Work instruction »
Look through the listing below and write out exactly the lines from the line with "Target: yellow flower cluster" to the line with "Kindly point to the floral", both included, and no others.

Exercise data »
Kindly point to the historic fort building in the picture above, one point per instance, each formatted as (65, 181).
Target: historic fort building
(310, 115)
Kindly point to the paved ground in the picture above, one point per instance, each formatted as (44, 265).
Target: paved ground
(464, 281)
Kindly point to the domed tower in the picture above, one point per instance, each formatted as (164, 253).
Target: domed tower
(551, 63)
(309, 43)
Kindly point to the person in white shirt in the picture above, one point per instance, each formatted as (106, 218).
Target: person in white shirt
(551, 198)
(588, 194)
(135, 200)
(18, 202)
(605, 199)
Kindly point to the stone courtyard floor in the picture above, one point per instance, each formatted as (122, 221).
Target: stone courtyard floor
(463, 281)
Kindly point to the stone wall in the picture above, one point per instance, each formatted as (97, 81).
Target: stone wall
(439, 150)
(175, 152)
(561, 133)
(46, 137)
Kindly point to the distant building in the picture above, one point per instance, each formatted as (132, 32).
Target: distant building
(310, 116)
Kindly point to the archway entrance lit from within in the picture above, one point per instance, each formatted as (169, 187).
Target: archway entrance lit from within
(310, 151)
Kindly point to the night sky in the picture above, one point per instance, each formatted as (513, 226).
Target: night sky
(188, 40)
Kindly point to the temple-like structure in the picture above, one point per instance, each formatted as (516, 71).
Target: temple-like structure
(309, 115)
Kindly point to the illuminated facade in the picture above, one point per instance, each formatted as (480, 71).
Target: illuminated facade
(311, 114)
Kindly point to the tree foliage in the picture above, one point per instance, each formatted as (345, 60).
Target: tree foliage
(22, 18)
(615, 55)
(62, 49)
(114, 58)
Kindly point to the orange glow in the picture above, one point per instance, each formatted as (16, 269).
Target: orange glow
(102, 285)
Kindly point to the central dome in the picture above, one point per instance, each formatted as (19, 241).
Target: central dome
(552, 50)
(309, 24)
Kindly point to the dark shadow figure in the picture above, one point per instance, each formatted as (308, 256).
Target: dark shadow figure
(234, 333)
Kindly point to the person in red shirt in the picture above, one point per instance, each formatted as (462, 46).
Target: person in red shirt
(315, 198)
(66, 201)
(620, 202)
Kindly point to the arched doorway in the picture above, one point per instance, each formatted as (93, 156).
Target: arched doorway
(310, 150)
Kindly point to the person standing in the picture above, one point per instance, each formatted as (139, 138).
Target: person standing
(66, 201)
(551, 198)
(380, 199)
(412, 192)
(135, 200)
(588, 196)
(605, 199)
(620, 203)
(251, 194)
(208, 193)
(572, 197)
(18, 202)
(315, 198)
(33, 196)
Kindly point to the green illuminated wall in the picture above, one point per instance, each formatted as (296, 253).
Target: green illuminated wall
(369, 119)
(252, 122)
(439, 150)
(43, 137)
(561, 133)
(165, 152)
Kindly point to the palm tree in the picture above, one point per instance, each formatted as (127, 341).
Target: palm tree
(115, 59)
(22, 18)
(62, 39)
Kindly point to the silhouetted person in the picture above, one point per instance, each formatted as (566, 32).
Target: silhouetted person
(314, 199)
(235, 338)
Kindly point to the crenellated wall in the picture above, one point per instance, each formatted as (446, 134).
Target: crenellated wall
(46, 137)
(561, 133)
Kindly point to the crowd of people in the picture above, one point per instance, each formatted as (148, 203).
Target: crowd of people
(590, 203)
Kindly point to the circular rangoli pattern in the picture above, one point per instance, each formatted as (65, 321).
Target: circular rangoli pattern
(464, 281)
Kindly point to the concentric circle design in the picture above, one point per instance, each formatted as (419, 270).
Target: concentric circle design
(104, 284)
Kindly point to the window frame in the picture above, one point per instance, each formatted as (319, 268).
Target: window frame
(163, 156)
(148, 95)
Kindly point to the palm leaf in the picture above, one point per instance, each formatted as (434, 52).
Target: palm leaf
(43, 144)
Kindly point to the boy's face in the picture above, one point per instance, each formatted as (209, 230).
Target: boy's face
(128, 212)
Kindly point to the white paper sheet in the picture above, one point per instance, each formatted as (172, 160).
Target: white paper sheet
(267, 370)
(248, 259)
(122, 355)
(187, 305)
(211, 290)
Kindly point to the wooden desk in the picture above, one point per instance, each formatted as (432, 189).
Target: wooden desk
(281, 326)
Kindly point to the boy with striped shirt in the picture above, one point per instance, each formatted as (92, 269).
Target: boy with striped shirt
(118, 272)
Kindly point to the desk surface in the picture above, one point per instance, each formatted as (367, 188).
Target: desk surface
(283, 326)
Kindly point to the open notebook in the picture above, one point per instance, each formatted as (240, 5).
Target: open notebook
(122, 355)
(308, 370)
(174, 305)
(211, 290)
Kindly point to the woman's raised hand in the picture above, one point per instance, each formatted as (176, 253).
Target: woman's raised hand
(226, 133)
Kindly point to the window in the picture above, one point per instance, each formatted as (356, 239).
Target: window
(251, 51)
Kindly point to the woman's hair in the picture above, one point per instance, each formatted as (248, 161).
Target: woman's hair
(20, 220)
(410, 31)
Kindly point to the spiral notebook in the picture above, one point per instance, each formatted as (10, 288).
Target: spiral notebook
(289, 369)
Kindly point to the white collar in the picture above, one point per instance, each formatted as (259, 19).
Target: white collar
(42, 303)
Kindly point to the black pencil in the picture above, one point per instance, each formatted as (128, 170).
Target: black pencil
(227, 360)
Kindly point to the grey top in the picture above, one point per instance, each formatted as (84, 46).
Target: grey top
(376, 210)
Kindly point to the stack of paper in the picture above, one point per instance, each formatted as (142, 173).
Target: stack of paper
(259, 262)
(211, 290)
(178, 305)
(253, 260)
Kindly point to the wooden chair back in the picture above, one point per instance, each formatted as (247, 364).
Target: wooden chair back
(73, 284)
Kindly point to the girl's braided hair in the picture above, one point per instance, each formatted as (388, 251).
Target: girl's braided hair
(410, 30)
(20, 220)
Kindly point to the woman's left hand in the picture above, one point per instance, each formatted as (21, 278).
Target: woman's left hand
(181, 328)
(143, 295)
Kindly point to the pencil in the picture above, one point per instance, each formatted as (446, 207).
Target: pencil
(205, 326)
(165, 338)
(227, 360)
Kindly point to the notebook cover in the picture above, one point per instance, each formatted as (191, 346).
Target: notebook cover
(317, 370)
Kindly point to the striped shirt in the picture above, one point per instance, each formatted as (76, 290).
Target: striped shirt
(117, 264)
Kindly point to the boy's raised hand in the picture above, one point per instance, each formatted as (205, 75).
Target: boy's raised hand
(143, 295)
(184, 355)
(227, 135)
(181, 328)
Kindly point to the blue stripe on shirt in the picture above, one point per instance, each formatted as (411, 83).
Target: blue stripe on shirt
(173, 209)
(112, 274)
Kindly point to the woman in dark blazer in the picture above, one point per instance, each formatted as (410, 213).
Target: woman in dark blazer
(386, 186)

==

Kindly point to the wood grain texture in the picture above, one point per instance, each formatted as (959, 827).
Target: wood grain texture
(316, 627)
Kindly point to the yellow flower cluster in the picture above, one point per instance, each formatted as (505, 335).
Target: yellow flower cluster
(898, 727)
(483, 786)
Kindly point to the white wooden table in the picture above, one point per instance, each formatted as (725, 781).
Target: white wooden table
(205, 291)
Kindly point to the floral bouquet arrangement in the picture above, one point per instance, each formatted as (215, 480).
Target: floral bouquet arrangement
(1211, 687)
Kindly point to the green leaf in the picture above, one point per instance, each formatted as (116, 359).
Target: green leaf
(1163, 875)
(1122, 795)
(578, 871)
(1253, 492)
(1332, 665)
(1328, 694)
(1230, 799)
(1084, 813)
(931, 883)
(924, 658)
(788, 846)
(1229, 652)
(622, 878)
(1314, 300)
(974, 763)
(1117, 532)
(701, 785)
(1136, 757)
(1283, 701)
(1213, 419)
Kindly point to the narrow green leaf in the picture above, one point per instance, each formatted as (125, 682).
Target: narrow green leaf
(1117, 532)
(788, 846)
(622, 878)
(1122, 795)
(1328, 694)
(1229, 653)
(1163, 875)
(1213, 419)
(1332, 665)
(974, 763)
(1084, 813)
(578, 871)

Solution for this task »
Target: yellow flower cluster
(898, 727)
(483, 786)
Kindly point to the white wooden table in the picture above, one point per instance, each formatted as (725, 781).
Target: white wooden table
(205, 291)
Kindly point to the floral bouquet arrangement in the picture above, one point per instance, each formatted as (215, 480).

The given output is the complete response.